• [Page extract]:
--- begin ---
This is meant to be a fun thread where you can have the chance to see your favorite betta in a new way or perhaps bring to life your dream betta.

The forementioned form-

Username: 
Betta Name: 
M/F: 
Tailtype: 
Font color: 
Body color(s): 
Tail color(s): 
Image: (directing me to an album is okay too)

Please be aware that I only have the male drawn up at this time. The female is in the works. You may request a female, just be aware that it will take longer.

Here is an example of the male with the veiltail type.


----------



## betta lover1507 (Aug 6, 2011)

uhhh. o-o that is awsome but i wanna female, and do i have to pay?=\

edit: i wanna female and male in same pic, am sorry if that is to hard just tell me if it is, i never got my betta's into mermaids or mer-betta's


----------



## Pitluvs (Jun 22, 2011)

I'll bite!

Username: Pitluvs
Betta Name: Monkey
M/F: M
Tailtype: Crowntail
Font color: Turquoise?
Body color(s): Blue/Yellow
Tail color(s): Same ^^
Image:


----------



## Oiseau (Nov 8, 2011)

Gorgeous!!

Username: Oiseau
Betta Name: Flounder
M/F: M
Tailtype: Delta? I think?
Font color: White?
Body color(s): Light yellow
Tail color(s): Light yellow with super light blue/almost white tips
Image: Attached (Don't worry, he's in a big tank now!)


----------



## betta lover1507 (Aug 6, 2011)

ohh free  i never had my betta's as merbetta's, here is my two fishies:

1st, Username: betta lover1507
Betta Name: rose
M/F: female
Tailtype: veil tail (long finned female)
Font color: light yellow-ish tan?
Body color(s): a peachy-light yellow-ish
Tail color(s): pink-ish, orange-ish with a sheen of lighting green (trying to be describtive)
Images)
--- end ---
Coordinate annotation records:
--- begin ---
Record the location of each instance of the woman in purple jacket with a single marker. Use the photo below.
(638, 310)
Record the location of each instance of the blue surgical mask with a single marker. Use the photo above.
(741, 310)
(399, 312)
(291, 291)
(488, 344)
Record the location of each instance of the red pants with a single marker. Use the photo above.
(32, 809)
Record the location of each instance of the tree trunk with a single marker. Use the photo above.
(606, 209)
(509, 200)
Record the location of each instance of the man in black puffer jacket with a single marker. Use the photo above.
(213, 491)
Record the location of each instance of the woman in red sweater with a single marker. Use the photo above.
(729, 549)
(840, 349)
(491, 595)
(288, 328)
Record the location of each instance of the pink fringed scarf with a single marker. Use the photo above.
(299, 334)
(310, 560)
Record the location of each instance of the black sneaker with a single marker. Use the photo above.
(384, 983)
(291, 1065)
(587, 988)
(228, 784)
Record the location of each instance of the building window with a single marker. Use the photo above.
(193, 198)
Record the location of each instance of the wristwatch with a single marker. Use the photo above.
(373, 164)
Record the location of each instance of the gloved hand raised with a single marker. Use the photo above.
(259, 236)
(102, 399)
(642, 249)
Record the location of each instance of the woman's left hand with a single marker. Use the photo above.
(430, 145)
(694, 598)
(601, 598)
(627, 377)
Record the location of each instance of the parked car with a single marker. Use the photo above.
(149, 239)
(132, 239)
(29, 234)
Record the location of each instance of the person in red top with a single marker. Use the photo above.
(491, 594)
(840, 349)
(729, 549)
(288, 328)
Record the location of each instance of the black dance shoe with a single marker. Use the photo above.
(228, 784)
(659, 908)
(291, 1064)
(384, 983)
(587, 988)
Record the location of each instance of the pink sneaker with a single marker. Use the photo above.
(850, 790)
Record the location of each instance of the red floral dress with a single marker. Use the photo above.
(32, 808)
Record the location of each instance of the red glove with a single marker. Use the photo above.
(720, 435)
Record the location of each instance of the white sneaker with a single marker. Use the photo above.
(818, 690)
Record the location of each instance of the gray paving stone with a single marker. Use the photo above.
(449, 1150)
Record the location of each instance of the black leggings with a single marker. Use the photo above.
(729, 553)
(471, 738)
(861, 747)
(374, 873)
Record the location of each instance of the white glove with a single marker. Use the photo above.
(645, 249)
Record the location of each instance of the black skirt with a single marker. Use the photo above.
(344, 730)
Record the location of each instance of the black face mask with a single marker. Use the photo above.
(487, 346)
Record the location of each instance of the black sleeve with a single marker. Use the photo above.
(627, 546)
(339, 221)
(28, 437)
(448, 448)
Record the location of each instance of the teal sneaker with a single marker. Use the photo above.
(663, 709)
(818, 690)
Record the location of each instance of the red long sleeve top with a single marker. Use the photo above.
--- end ---
• [Instructions to follow]:
Copy out the entire forum thread about betta drawing requests, word for word.

• [Response to the exercise]:
This is meant to be a fun thread where you can have the chance to see your favorite betta in a new way or perhaps bring to life your dream betta.

The forementioned form-

Username: 
Betta Name: 
M/F: 
Tailtype: 
Font color: 
Body color(s): 
Tail color(s): 
Image: (directing me to an album is okay too)

Please be aware that I only have the male drawn up at this time. The female is in the works. You may request a female, just be aware that it will take longer.

Here is an example of the male with the veiltail type.


----------



## betta lover1507 (Aug 6, 2011)

uhhh. o-o that is awsome but i wanna female, and do i have to pay?=\

edit: i wanna female and male in same pic, am sorry if that is to hard just tell me if it is, i never got my betta's into mermaids or mer-betta's


----------



## Pitluvs (Jun 22, 2011)

I'll bite!

Username: Pitluvs
Betta Name: Monkey
M/F: M
Tailtype: Crowntail
Font color: Turquoise?
Body color(s): Blue/Yellow
Tail color(s): Same ^^
Image:


----------



## Oiseau (Nov 8, 2011)

Gorgeous!!

Username: Oiseau
Betta Name: Flounder
M/F: M
Tailtype: Delta? I think?
Font color: White?
Body color(s): Light yellow
Tail color(s): Light yellow with super light blue/almost white tips
Image: Attached (Don't worry, he's in a big tank now!)


----------



## betta lover1507 (Aug 6, 2011)

ohh free  i never had my betta's as merbetta's, here is my two fishies:

1st, Username: betta lover1507
Betta Name: rose
M/F: female
Tailtype: veil tail (long finned female)
Font color: light yellow-ish tan?
Body color(s): a peachy-light yellow-ish
Tail color(s): pink-ish, orange-ish with a sheen of lighting green (trying to be describtive)
Images)